井出

海街diaryの井出のネタバレレビュー・内容・結末

海街diary(2015年製作の映画)
4.4

このレビューはネタバレを含みます

鎌倉、いいロケーションだな。片方は山で、片方は海。開放的で、包容力もある、でも気候が変わりやすいといった、そこに住む人の心を象徴している。家もそれに沿っているし、駅から家までの坂道、ときどき海の音を入れて、観客はそこが鎌倉であることを疑いもしない。みんなの経験に基づいたイメージにしっかり合わせている技術がすごい。四季などの気候の変化と、人の心の動きを穏やかに捉え、美しく描いてもいる。
四姉妹、特に長澤まさみや広瀬すずは、女性の瑞々しさを存分に出していた。長澤まさみのこの感じを出されるだけで、男は見た甲斐があったと確信する。桜のトンネルで桃色に照らされる広瀬すずを見れば、この映画はこのシーンのために、彼女のために作ったのではないかと思う。美しすぎる。
彼女たちの瑞々しさを描くために参考にされたのは、宮崎駿であり、細田守であると思う。特に、冒頭で旅館に向かうシーンは、音楽もそうだが、かなりジブリ的。コミカルな動きも、両名に似てて、アニメ的。だから、観客は物語に、すぐに引き込まれる。改めて、彼らの目と腕に驚かされる。
そして会話は、是枝調。自然で、ストーリー性に目が行きがちな脚本に、しっかりリアルな会話の余白を入れいている。しかし、それがストーリーに大きな影響を与えてるんだからすごい。「そうかなあ」とかもそうだけど、「あれ」がやたら使われているのはかなり特徴的。なんとなく、文脈的に分かるけど、それを一口には言えない、言葉にはできないあの感覚を映像では表現できる。そして、その会話こそ、関係の深さを表現するのに最も適していると思う。会話の所の撮り方だったりとか、鎌倉が舞台だったりとか、やっぱり、小津の影響が大きいように思う。それを現代風に踏襲するのはかなり難しいはずだからこそ、監督の才能を強く感じる。

++++++++++

● **課題**: 映画『海街diary』のレビューから、「海街diaryの井出のネタバレレビュー・内容・結末」で始まり「れる。改めて、彼らの目と腕に驚かされる。」で終わる部分を、一字一句違えずに書き写してください。 この後に続く各行は、参照する必要がありません。

++++++++++

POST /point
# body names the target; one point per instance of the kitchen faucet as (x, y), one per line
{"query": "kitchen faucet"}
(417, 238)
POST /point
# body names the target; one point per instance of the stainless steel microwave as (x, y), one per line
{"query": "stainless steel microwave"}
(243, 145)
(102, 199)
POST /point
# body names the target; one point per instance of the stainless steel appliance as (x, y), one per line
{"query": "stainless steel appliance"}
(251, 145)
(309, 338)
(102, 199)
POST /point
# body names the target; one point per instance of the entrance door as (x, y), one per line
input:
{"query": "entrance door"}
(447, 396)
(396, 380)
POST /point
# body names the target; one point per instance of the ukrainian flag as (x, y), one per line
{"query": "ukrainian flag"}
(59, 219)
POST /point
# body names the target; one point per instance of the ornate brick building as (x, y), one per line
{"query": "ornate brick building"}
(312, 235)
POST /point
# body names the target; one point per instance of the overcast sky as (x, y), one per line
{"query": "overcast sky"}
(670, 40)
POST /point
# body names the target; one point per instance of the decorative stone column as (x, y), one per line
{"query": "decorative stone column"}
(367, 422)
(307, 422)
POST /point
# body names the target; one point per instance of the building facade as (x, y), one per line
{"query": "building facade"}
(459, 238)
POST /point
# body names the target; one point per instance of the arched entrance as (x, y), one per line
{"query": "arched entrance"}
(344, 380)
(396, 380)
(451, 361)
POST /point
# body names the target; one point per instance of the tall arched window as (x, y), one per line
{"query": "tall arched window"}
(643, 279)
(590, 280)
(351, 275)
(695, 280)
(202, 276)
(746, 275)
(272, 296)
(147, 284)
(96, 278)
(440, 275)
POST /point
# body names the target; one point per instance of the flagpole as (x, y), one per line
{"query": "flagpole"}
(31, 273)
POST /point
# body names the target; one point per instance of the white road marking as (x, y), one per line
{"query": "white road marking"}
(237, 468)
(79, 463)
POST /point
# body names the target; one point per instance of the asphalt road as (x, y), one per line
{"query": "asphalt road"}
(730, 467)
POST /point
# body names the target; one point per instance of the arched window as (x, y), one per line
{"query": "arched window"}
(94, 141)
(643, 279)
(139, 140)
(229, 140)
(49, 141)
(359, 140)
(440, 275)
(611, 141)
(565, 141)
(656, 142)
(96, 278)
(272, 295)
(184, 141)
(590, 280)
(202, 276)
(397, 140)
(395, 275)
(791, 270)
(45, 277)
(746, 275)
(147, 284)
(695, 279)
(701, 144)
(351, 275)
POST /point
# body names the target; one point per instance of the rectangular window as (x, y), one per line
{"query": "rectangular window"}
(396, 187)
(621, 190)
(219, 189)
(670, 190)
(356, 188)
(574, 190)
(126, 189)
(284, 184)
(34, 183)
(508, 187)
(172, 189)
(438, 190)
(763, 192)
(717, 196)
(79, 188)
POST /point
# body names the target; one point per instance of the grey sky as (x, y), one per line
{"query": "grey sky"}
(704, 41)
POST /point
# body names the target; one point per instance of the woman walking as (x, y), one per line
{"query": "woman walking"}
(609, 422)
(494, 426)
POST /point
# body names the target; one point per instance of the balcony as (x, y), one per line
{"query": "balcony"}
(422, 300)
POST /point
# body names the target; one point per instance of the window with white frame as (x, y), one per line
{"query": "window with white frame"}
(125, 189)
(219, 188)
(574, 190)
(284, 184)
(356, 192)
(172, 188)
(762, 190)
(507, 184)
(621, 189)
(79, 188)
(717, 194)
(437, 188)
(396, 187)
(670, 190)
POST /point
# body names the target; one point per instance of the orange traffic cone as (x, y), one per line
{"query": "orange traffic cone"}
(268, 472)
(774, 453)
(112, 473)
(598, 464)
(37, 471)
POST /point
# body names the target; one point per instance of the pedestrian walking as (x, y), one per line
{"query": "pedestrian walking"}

++++++++++

● **回答**:
海街diaryの井出のネタバレレビュー・内容・結末

海街diary(2015年製作の映画)
4.4

このレビューはネタバレを含みます

鎌倉、いいロケーションだな。片方は山で、片方は海。開放的で、包容力もある、でも気候が変わりやすいといった、そこに住む人の心を象徴している。家もそれに沿っているし、駅から家までの坂道、ときどき海の音を入れて、観客はそこが鎌倉であることを疑いもしない。みんなの経験に基づいたイメージにしっかり合わせている技術がすごい。四季などの気候の変化と、人の心の動きを穏やかに捉え、美しく描いてもいる。
四姉妹、特に長澤まさみや広瀬すずは、女性の瑞々しさを存分に出していた。長澤まさみのこの感じを出されるだけで、男は見た甲斐があったと確信する。桜のトンネルで桃色に照らされる広瀬すずを見れば、この映画はこのシーンのために、彼女のために作ったのではないかと思う。美しすぎる。
彼女たちの瑞々しさを描くために参考にされたのは、宮崎駿であり、細田守であると思う。特に、冒頭で旅館に向かうシーンは、音楽もそうだが、かなりジブリ的。コミカルな動きも、両名に似てて、アニメ的。だから、観客は物語に、すぐに引き込まれる。改めて、彼らの目と腕に驚かされる。